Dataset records
-- -- --

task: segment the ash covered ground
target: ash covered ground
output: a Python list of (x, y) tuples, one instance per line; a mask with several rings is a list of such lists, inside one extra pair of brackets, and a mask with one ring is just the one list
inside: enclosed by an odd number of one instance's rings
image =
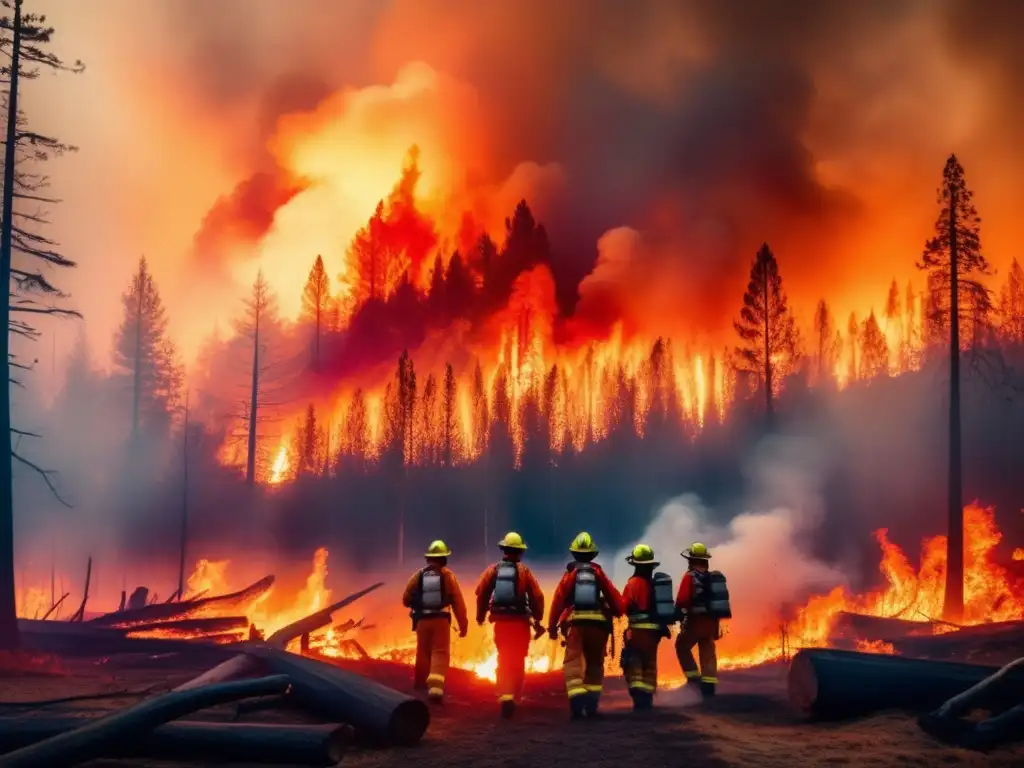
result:
[[(411, 670), (381, 662), (347, 665), (402, 690), (411, 688)], [(108, 691), (173, 687), (204, 670), (181, 660), (79, 659), (61, 663), (62, 674), (0, 679), (0, 700), (26, 701)], [(944, 748), (902, 713), (883, 713), (855, 721), (811, 723), (788, 706), (785, 666), (773, 664), (723, 676), (721, 693), (699, 705), (684, 689), (663, 691), (659, 707), (638, 718), (628, 709), (621, 679), (608, 681), (606, 715), (600, 722), (570, 723), (560, 674), (530, 676), (526, 700), (516, 718), (502, 721), (492, 685), (472, 674), (453, 671), (450, 700), (433, 710), (430, 728), (416, 748), (373, 750), (353, 746), (346, 766), (515, 766), (623, 764), (706, 768), (757, 765), (851, 766), (1019, 766), (1024, 745), (989, 755)], [(74, 713), (97, 716), (127, 707), (137, 697), (82, 701), (59, 708), (16, 711), (4, 717), (46, 717)], [(206, 711), (197, 719), (229, 720), (230, 707)], [(288, 713), (253, 713), (251, 722), (299, 722)], [(180, 765), (160, 761), (97, 760), (94, 768)], [(205, 768), (193, 763), (196, 768)], [(210, 764), (214, 765), (213, 763)], [(217, 765), (223, 765), (217, 764)]]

-- -- --

## Task prompt
Rewrite the records from their first line up to and including the line with "output: a Python", swapping "ash covered ground" for "burned ground" and leaving everything else unchanged.

## Written answer
task: segment the burned ground
target: burned ground
output: a Python list of (x, y) tuples, one instance per line; a mask with several rings is a list of such lists, inside one extra pair of brackets, and a mask with one ring is just the one list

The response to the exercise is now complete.